> _Source text_
□ □ □ □ □
For the students within this viewpoint, alcohol and drinking excessively is perceived as part of student life. Drunk students are considered repulsive. Drunk students are not seen to worry about their behaviour. There is a perception within this viewpoint that students in general find partying more important than studying. Students who exemplify this viewpoint do not consider alcohol central to a good party and often they themselves do not drink. These students are fed up with social events revolving around alcohol. They do not think alcohol should be a reward to hardworking students, neither do they agree that a night out partying and drinking is well deserved after finishing a period of exams.

“I do not think that it is a reward to get drunk, and I do not drink myself”

P: 31

Viewpoint V holds a different moral perception of alcohol and alcohol behaviour than is seen in the other viewpoints and they are tired of social events where alcohol is central.

“Many start shouting when they are drunk, and many lose their inhibitions”

P: 71

Viewpoint V holds a different moral perception of alcohol and alcohol behaviour than what is seen in the other viewpoints. There is a perception that drunk students are repulsive and that they do not worry about their behaviour. They believe that for other students the beginning of term has a focus on getting drunk, Students in viewpoint V are tired of social events driven by alcohol. There is a belief that most students prioritize partying over their studies, but the exemplars do not believe that a good party calls for alcohol.

Viewpoint VI (staff): Students drink sensibly

Ten exemplars represent this viewpoint, and in average their age is 48 years. Seventy percent of them are women and sixty percent of the exemplars have daily contact with students. The average AUDIT score is 4.1, and together with viewpoint 8 this is the lowest AUDIT score within the staff viewpoints.

Viewpoint VI is the only staff viewpoint where students are perceived to drink alcohol sensibly. Students are seen to be in control of their drinking, to know when they have had enough, and to avoid downing their drink. Furthermore, they remember what happened on a drunk night. There is no expectation that students are able to drink a lot of alcohol before getting drunk. Staff in viewpoint VI believe that the student population have reduced their alcohol consumption within recent years and have become healthier.

“I have seen research documenting decreasing alcohol consumption among young people. Young people today are also under so much pressure that they must be disciplined and sensible in every way”

P: 97

Staff do not see alcohol as central to student life, nor do they believe that nights out partying provides some of the best memories. They believe that students plan their drinking around study commitments. Particular to this viewpoint is the perception that students engage in activities that do not include alcohol and that not many conversations between students are centered on drinking and partying.

“Students are very social and meet up often, including during the week. They only drink alcohol when they party”

P: 38

Given this controlled use of alcohol among students those who prefer not to drink find it easy to avoid alcohol and to admit that they do not drink.

Staff in this viewpoint think that students drink sensibly, and they do think that academic work of students is likely to be affected when partying and drinking alcohol.

Staff from viewpoint VI are more likely to think students drink sensibly when compared to other student or staff viewpoints. At the same time, they think that students have reduced their alcohol intake in recent years to take on a healthier lifestyle. Drinking nights with friends are not seen to provide the best memories. Alcohol is not central to student life, and it is easy for students who do not drink to avoid alcohol. It is also interesting that staff from viewpoint VI think that the academic work of students’ is likely to be affected when students in the five viewpoints in general do not.
□ □ □ □ □
> _Data_
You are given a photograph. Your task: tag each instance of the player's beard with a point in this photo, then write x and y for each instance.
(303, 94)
□ □ □ □ □
> _Set exercise_
Will you retype, word for word, the stretch of the text on student and staff drinking viewpoints from "Staff from viewpoint VI are" through "general do not."?

> _Result of this task_
Staff from viewpoint VI are more likely to think students drink sensibly when compared to other student or staff viewpoints. At the same time, they think that students have reduced their alcohol intake in recent years to take on a healthier lifestyle. Drinking nights with friends are not seen to provide the best memories. Alcohol is not central to student life, and it is easy for students who do not drink to avoid alcohol. It is also interesting that staff from viewpoint VI think that the academic work of students’ is likely to be affected when students in the five viewpoints in general do not.